PROBLEMS TO SOLVE -
- 1) List each distinct proper name that appears in the character sketch of Nol, in order of first appearance.
- 2) Pick up the character sketch of Nol after its final sentence and extend it with one more paragraph.

SOURCE -
━━━━━━━━━━━━━━━━━━━━━━━━━━━━━━
Nol actually has a really strong Achilles heel for children -- not, for him, because of some need to shelter innocence or childhood, but because of their disadvantage in or inability to fight/survive. Other residents of the Brume take advantage of this -- as long as Nolanel has something to give, he’ll give it to a child that asks. He’s in the habit of setting aside part of his paycheck just for this. Simply, he doesn’t trusts charities to do that dispensing for him.
Otherwise, his later development runs into a p harsh Antony complex. With his rising demoralization in the military and his less obsessive reliance on the church, Nol stumbles and puts an overbearing amount of personal emphasis on his new family-- so his daughter Elena and Elliot. He flips Elliot’s early worship of him right back. This superiority ideal does end in a healthy point, but Nol is still left pondering how he could betray everything (see: dismantle unhealthy reliances) for one person because by Halone this is making him a less successful soldier (see: fearing for his life in battle).
━━━━━━━━━━━━━━━━━━━━━━━━━━━━━━
PROVIDED MATERIAL -
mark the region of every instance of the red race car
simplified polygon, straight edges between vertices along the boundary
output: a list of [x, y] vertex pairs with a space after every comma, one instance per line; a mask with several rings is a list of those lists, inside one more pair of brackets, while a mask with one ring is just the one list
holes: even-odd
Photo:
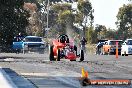
[[80, 54], [77, 54], [77, 47], [74, 45], [74, 40], [69, 39], [65, 34], [54, 39], [49, 47], [50, 61], [60, 61], [62, 58], [76, 61], [79, 57], [80, 61], [84, 60], [83, 50], [80, 50]]

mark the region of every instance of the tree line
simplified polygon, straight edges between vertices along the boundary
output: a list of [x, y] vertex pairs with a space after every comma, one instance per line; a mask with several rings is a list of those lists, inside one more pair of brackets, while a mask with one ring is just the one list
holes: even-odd
[[[88, 42], [98, 39], [126, 39], [132, 37], [132, 4], [119, 8], [117, 30], [106, 28], [94, 22], [94, 8], [89, 0], [74, 0], [77, 9], [72, 8], [72, 0], [0, 0], [0, 45], [10, 46], [19, 32], [24, 35], [55, 36], [66, 33], [71, 37], [84, 35]], [[131, 1], [130, 1], [131, 2]], [[47, 8], [48, 28], [47, 32]]]

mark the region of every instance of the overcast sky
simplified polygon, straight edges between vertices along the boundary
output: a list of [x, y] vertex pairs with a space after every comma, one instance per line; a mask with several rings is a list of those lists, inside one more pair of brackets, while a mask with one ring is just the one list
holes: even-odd
[[116, 15], [127, 0], [90, 0], [94, 8], [94, 24], [106, 25], [107, 28], [116, 29]]

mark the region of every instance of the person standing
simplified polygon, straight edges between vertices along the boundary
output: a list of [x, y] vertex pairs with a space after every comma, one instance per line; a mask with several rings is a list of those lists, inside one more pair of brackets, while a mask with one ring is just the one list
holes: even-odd
[[86, 52], [86, 47], [85, 45], [87, 44], [87, 40], [82, 37], [82, 39], [80, 40], [80, 45], [81, 45], [81, 50], [84, 50], [84, 52]]

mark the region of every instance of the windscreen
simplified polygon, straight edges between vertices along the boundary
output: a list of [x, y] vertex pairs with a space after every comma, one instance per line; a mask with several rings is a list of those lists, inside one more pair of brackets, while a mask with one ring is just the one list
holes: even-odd
[[25, 38], [25, 42], [42, 42], [41, 38]]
━━━━━━━━━━━━━━━━━━━━━━━━━━━━━━
EXERCISE RESULTS -
- 1) Nol, Achilles, Brume, Nolanel, Antony, Elena, Elliot, Halone

- 2)
On the other side, Elliot gets attached too easily. 90% of his acquaintances are people who are just like. other nobility or in trade or things like that. He can get along with many others, but he can’t connect with them, so as soon as someone returns a bit of concern he’s sold on them. I feel like the Bellworks is the best example of that: they welcomed him and he went to war with them. He has too little reserve for the lengths he’ll go to to accommodate people he likes, and he accepts or receives too little in return. In another line, he can find it very easy to make groups of people: The Poor or Criminals all run very similar to him. He makes exceptions in the hive instead of seeing that there isn’t a hive. Elliot would give an arm to help them, but he does it too much for his own gratification.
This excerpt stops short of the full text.